*Aim of the task*.
Restate word for word the lines of the material below, from the line with "Target: river water" to the line with "Where can the large", both lines included, and no others.

*Provided data*.
————————
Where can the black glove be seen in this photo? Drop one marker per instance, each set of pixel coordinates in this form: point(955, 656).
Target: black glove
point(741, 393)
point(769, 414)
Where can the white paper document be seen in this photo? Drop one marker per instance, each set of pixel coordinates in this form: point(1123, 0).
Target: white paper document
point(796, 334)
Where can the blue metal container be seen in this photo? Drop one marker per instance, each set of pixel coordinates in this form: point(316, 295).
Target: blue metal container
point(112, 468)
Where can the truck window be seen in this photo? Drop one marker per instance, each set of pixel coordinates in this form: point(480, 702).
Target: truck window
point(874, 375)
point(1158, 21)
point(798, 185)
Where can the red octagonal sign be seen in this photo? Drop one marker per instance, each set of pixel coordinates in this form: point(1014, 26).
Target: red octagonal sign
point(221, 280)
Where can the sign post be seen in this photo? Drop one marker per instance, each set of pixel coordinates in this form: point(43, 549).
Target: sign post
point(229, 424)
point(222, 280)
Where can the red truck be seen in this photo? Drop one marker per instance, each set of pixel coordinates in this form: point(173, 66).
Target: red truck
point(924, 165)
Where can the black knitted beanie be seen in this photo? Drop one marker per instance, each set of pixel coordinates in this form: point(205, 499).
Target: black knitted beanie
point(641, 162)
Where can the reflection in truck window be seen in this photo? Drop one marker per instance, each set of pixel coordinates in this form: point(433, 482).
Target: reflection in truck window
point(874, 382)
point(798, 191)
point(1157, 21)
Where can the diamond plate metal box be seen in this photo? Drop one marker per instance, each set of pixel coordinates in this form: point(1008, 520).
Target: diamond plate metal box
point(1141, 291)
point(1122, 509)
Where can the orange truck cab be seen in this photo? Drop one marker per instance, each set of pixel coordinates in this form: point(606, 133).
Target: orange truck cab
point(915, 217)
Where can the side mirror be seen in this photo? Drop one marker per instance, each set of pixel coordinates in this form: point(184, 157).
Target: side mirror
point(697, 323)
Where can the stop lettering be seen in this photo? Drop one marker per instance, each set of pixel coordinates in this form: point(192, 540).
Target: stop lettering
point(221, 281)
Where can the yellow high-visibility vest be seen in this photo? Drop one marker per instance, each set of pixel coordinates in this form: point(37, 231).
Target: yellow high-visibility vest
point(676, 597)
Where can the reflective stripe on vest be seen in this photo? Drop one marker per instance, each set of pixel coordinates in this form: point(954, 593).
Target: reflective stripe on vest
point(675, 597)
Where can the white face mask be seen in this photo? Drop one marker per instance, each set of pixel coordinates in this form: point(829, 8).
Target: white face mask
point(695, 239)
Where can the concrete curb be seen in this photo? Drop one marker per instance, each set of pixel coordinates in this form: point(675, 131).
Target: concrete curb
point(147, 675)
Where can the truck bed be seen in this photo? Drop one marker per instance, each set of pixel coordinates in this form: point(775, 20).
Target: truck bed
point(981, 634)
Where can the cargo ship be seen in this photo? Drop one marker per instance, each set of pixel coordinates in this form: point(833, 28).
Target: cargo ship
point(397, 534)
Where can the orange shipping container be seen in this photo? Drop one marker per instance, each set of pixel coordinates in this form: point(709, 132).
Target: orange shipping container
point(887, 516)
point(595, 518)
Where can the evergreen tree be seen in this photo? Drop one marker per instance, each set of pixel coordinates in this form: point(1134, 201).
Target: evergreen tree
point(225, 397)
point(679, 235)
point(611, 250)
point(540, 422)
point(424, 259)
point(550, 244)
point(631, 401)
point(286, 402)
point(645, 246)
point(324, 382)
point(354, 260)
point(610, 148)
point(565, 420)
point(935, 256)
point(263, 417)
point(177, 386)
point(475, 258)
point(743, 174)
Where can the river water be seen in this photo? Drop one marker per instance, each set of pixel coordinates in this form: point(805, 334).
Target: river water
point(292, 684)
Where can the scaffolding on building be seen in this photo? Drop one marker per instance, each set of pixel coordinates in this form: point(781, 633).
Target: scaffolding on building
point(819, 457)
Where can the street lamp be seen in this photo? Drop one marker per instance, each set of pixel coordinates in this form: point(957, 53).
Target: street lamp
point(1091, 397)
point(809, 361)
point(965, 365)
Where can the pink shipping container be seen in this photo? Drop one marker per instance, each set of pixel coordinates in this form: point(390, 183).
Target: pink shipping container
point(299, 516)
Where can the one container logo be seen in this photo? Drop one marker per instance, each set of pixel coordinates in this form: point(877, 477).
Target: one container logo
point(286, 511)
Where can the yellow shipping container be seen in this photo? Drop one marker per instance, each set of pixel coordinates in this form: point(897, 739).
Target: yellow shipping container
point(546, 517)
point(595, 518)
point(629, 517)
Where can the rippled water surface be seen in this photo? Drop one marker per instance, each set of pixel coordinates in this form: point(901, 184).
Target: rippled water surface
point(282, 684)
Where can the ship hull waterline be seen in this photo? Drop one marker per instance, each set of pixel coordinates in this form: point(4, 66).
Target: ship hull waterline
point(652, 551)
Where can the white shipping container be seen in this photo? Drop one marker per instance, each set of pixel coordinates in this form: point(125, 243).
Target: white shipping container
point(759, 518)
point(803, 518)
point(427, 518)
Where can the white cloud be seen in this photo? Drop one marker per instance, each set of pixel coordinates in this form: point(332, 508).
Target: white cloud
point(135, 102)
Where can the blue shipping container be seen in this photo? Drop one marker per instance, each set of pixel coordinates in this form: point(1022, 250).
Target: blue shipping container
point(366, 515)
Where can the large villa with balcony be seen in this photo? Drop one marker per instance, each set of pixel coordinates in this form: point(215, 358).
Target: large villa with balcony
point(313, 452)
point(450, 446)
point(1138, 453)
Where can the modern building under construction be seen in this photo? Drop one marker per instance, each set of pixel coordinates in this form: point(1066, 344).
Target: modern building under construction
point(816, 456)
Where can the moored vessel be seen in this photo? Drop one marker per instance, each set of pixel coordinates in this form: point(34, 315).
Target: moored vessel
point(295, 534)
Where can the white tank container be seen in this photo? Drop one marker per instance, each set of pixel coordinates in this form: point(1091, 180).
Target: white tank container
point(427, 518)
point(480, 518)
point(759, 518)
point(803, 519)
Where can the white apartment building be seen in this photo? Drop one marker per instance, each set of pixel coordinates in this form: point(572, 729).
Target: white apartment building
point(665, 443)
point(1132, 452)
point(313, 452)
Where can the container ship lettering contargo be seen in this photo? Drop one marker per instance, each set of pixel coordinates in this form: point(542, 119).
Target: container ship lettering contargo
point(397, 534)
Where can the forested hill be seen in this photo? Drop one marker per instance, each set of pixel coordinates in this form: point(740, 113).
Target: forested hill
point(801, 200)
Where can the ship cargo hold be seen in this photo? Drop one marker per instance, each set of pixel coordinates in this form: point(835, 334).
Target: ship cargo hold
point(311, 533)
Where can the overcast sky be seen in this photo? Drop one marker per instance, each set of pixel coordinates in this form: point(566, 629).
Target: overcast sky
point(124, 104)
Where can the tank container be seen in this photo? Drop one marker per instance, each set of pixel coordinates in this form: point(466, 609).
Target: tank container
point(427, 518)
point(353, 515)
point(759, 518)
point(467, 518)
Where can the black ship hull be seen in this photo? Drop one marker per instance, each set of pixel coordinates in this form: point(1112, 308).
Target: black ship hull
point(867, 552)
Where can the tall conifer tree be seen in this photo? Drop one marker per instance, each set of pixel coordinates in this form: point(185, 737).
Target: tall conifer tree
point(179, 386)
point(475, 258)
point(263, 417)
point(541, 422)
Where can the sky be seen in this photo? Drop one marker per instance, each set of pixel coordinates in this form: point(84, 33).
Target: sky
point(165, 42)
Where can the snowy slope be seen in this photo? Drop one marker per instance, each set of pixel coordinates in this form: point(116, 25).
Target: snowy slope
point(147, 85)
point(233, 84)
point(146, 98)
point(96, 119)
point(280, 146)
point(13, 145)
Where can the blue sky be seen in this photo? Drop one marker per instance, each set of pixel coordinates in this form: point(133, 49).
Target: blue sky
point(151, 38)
————————
*Response box*.
Target: river water
point(292, 684)
Where can the scaffolding on building be seen in this photo? Drop one marker per instance, each set of pixel coordinates in this form: point(781, 633).
Target: scaffolding on building
point(819, 457)
Where can the street lamp be seen in this photo? Drop one marker per instance, each set of pixel coordinates in this form: point(957, 53).
Target: street lamp
point(1091, 397)
point(809, 361)
point(965, 365)
Where can the pink shipping container be seen in this photo? Drop one marker per instance, each set of pixel coordinates in this form: point(390, 183).
Target: pink shipping container
point(299, 516)
Where can the one container logo be seen in this photo? Drop one marker per instance, each set of pixel coordinates in this form: point(877, 477).
Target: one container logo
point(286, 511)
Where can the yellow shipping container be seen in this photo? Drop one marker per instance, each set of pixel coordinates in this form: point(897, 739).
Target: yellow shipping container
point(546, 517)
point(595, 518)
point(629, 517)
Where can the rippled water surface be seen in this photo? Drop one marker per instance, each set of pixel coordinates in this form: point(901, 184).
Target: rippled water surface
point(282, 684)
Where can the ship hull waterline be seen in this photo? Drop one marker per instance, each set of pixel coordinates in this form: point(4, 66).
Target: ship hull waterline
point(652, 551)
Where can the white shipping container be seen in this photo? Drop one marker per instance, each set of pixel coordinates in this form: point(125, 243).
Target: white shipping container
point(759, 518)
point(803, 518)
point(427, 518)
Where can the white cloud be seen in this photo? Drop one marker per instance, each set of pixel coordinates in this form: point(332, 508).
Target: white cloud
point(135, 102)
Where can the blue shipping container be seen in this photo? Drop one marker per instance, each set of pixel coordinates in this form: point(1022, 250).
Target: blue shipping container
point(366, 515)
Where can the large villa with balcony be seen in this photo? Drop one marker per instance, each set of pixel coordinates in this form: point(215, 358).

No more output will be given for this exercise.